━━━━━ GIVEN TEXT ━━━━━
Very interesting inaugural lecture by Prof Mykola Pechenizkiy on Responsible Predictive Analytics

One of our senior Data Science specialists, Prof.dr. Mykola Pechenizkiy, gave his inaugural lecture on Friday September 8th. He joined the department of computer science and mathematics at Eindhoven University of Technology (TU/e) as assistant professor in 2006. In 2016 he became Full Professor and Chair of the Data Mining group. From the start of the Data Science Center Eindhoven, he has been an active and supportive member. Currently he is leading the research program Customer Journey and –together with his group – active in three more research programs. His involvement and network role were also reflected by the large audience that listened to his interesting lecture.

His expertise and research interests are in predictive analytics and knowledge discovery from evolving data, and in their application to real-world problems in various industries. He is also a passionate endorser of Responsible Data Science, that can and should be tackled both from technical as well as ethical points of view.
━━━━━ PROVIDED MATERIAL ━━━━━
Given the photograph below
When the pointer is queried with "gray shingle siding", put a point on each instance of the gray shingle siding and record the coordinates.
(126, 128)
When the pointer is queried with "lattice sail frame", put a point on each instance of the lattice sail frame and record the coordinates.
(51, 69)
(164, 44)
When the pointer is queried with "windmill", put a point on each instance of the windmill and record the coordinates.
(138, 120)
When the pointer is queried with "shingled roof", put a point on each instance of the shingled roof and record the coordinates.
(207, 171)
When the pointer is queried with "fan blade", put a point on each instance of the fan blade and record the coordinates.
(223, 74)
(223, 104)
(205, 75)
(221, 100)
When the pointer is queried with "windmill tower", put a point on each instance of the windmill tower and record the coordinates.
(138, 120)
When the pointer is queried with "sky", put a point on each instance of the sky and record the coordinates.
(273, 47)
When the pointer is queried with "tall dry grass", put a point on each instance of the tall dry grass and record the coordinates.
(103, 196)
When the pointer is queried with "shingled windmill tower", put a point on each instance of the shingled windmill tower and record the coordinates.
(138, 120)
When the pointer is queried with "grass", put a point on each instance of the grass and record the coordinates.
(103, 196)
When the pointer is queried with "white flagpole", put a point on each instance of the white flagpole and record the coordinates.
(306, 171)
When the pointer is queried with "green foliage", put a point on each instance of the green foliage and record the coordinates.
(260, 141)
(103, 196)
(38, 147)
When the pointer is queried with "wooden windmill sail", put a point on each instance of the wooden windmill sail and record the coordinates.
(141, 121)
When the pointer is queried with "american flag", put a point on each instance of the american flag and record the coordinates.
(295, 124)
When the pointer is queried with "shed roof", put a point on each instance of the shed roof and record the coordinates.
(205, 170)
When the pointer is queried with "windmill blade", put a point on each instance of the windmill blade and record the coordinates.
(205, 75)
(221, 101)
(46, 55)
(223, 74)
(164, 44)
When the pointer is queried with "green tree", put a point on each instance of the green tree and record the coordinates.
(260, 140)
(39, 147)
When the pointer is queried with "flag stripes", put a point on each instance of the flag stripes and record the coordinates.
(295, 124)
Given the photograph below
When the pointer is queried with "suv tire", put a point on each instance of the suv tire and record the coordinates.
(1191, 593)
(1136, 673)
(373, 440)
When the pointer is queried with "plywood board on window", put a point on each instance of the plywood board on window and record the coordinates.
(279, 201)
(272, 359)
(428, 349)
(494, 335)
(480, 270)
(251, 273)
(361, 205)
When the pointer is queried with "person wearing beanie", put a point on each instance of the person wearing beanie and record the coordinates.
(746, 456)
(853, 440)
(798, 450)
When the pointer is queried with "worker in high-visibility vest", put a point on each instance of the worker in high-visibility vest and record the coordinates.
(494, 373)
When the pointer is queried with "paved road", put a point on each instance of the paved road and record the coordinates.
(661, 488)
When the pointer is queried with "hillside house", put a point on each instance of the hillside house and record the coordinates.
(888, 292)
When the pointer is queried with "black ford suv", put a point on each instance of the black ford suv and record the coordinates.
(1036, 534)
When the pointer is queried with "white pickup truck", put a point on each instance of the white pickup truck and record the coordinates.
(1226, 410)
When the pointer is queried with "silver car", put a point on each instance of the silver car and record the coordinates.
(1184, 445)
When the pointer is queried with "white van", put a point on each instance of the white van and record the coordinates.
━━━━━
■ QUESTIONS ■
a) Retype the announcement of Prof. Pechenizkiy's inaugural lecture, beginning at the words "One of our senior" and stopping after "his interesting lecture.", and swap "assistant professor" for "associate professor".
b) Pick up the announcement of Prof. Pechenizkiy's inaugural lecture after its last sentence and carry it on.

■ ANSWERS PER TASK ■
a)
One of our senior Data Science specialists, Prof.dr. Mykola Pechenizkiy, gave his inaugural lecture on Friday September 8th. He joined the department of computer science and mathematics at Eindhoven University of Technology (TU/e) as associate professor in 2006. In 2016 he became Full Professor and Chair of the Data Mining group. From the start of the Data Science Center Eindhoven, he has been an active and supportive member. Currently he is leading the research program Customer Journey and –together with his group – active in three more research programs. His involvement and network role were also reflected by the large audience that listened to his interesting lecture.

b)
Mykola lectured that application-inspired research in predictive analytics contributes to the massive automation of the data-driven decision making and decision support. Many of these decisions affect our everyday life and its future. In his talk, he mentioned several popular applications in banking, intelligent transportation, personalized medicine and education. With this he highlighted why the general public, domain experts and policy makers have good reasons to consider existing off-the-shelf predictive analytics as a threat. In particular, it becomes better understood that predictive models may systematically discriminate groups of people even if data mining researchers and practitioners have only good intentions when they develop and apply predictive analytics. He presented his view on the current state-of-the-art and insisted that further research is needed for gaining a deeper understanding of what it means for predictive analytics to be ethics-aware, transparent and accountable. This was an interesting topic that was discussed further during the reception after his lecture.